Directions: What you return should match the data below exactly, line for line.

Input material:
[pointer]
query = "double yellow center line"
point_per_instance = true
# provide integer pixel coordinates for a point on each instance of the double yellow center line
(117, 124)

Task result:
[pointer]
query = "double yellow center line"
point_per_instance = true
# provide integer pixel coordinates for a point on each instance of the double yellow center line
(117, 124)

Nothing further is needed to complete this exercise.